Excerpts from a dataset
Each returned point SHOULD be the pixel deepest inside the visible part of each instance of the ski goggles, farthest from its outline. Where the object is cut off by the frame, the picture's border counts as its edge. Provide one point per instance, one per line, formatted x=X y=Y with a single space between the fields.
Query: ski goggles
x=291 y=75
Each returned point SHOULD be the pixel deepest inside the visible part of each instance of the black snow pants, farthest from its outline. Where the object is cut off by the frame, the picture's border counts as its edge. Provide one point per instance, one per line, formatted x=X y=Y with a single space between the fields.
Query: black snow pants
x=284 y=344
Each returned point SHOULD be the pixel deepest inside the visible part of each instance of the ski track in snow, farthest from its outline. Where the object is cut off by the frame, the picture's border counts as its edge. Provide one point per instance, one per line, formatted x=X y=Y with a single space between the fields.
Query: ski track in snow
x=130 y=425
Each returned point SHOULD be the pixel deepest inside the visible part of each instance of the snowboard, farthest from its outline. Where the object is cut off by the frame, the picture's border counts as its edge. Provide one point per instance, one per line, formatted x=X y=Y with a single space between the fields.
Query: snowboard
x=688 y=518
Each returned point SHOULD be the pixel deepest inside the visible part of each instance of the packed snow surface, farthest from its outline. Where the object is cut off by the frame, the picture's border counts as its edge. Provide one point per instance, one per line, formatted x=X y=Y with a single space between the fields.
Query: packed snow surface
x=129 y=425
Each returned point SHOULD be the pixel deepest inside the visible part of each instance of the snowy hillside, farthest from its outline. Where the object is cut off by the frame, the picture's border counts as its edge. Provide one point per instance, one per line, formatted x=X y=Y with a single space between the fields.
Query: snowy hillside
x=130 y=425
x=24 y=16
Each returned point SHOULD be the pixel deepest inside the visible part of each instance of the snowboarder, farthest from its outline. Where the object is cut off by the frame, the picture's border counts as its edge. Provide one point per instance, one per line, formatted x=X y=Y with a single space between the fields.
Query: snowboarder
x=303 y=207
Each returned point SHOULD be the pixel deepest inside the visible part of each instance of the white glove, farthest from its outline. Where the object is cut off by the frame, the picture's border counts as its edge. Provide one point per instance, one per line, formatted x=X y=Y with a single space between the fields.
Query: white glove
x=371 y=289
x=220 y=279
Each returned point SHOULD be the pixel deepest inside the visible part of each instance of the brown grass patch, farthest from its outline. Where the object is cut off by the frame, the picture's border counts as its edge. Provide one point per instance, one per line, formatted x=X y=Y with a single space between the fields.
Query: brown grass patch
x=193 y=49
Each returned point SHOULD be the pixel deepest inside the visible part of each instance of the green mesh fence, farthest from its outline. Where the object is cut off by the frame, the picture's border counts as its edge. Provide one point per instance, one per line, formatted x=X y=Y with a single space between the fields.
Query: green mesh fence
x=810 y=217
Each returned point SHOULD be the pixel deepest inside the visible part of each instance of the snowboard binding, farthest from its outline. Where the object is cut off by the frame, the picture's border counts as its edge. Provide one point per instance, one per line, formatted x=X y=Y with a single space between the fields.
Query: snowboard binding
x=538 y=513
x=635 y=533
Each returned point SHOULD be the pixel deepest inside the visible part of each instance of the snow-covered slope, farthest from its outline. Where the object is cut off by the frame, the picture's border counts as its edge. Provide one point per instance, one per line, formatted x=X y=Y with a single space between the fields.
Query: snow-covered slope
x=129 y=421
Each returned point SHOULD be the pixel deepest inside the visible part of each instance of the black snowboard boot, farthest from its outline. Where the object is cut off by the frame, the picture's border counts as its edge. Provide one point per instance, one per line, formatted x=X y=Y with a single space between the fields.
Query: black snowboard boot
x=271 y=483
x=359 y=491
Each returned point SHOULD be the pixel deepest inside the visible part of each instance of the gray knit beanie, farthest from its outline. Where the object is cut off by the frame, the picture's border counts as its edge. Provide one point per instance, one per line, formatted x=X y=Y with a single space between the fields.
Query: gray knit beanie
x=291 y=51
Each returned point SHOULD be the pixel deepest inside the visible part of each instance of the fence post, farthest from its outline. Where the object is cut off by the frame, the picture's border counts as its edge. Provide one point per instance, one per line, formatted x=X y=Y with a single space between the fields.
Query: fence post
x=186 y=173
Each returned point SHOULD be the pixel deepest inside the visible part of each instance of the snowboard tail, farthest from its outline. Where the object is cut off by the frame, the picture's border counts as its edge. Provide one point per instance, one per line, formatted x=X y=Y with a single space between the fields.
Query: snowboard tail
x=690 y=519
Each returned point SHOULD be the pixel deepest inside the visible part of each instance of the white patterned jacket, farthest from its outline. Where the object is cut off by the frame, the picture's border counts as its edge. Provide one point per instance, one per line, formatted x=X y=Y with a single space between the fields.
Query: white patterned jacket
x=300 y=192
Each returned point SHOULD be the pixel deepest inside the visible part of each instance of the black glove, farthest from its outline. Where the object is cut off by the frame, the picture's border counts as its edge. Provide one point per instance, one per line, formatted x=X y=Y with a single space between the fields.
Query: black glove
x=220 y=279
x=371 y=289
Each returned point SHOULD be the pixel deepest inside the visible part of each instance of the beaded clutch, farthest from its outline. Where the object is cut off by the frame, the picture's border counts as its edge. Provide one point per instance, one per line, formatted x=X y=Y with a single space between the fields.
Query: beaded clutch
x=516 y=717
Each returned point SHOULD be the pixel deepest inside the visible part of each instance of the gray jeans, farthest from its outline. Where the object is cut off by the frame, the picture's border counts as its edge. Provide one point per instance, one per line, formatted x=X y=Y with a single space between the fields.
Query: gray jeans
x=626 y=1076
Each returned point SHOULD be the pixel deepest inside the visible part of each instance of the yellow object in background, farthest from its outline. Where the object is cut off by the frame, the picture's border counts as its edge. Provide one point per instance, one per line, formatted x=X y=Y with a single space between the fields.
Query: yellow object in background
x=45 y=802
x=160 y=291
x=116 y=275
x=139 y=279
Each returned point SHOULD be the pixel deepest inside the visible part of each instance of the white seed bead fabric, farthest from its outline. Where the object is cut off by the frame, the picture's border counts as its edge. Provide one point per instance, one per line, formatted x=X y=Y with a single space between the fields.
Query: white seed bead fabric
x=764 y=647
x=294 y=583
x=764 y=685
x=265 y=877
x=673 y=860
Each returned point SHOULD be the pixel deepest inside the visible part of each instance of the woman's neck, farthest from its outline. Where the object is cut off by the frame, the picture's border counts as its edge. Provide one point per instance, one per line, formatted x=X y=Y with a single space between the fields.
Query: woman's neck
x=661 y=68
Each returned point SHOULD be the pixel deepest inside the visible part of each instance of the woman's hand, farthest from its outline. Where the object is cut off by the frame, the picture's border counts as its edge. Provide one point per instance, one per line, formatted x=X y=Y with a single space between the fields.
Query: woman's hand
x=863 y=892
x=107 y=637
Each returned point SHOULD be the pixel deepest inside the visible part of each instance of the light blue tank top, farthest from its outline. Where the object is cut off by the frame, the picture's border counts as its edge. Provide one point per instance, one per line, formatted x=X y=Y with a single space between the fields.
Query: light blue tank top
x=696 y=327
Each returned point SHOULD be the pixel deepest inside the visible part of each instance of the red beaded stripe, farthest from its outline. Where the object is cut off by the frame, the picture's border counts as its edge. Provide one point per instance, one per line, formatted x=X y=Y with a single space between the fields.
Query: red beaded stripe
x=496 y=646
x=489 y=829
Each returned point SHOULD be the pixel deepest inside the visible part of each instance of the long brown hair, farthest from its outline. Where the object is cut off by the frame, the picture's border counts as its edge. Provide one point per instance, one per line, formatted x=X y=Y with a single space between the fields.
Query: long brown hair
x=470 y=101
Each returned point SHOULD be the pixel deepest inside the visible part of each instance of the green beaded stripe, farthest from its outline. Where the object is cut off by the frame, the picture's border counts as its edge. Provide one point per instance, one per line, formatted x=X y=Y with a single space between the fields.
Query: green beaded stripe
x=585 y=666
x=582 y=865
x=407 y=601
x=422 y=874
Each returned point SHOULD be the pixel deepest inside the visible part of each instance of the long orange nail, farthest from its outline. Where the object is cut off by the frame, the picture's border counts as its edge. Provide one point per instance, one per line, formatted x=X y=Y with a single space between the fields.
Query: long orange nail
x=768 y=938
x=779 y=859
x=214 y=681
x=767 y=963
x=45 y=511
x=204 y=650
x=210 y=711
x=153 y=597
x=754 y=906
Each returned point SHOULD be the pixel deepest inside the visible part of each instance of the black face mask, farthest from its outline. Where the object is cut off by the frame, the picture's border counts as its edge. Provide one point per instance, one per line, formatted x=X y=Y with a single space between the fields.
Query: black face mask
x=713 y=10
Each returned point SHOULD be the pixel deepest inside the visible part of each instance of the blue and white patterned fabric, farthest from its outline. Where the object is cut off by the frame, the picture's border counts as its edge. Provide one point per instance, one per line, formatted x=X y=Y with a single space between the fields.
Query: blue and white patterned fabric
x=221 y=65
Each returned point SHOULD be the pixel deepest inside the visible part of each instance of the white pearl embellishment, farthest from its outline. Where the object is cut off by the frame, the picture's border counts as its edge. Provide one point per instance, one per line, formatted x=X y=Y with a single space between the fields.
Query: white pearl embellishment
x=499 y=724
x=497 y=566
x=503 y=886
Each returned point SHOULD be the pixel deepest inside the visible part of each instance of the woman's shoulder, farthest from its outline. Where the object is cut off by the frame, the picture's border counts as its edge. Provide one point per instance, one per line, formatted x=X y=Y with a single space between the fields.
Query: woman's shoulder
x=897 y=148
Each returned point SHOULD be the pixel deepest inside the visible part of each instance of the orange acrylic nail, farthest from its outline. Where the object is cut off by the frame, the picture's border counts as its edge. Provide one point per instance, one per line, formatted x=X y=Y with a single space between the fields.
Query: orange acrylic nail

**EXERCISE DETAILS**:
Going back over the entries above, copy word for word every line from the one that has "of the brown" on through the one that has "the green mesh".

**TASK ANSWER**:
Each returned point SHOULD be the pixel deepest inside the visible part of each instance of the brown grass patch, farthest from its outline. Where the object is cut off by the frame, the picture's border counts as its edge. Provide one point per instance, one per line, formatted x=X y=Y with a single space between the fields.
Query: brown grass patch
x=193 y=49
Each returned point SHOULD be the pixel deepest inside the visible part of each instance of the green mesh fence, farthest from its outline. Where the object is cut off by the frame, the picture's border counts as its edge. Provide one point per instance, one per line, formatted x=X y=Y with a single space between the fields.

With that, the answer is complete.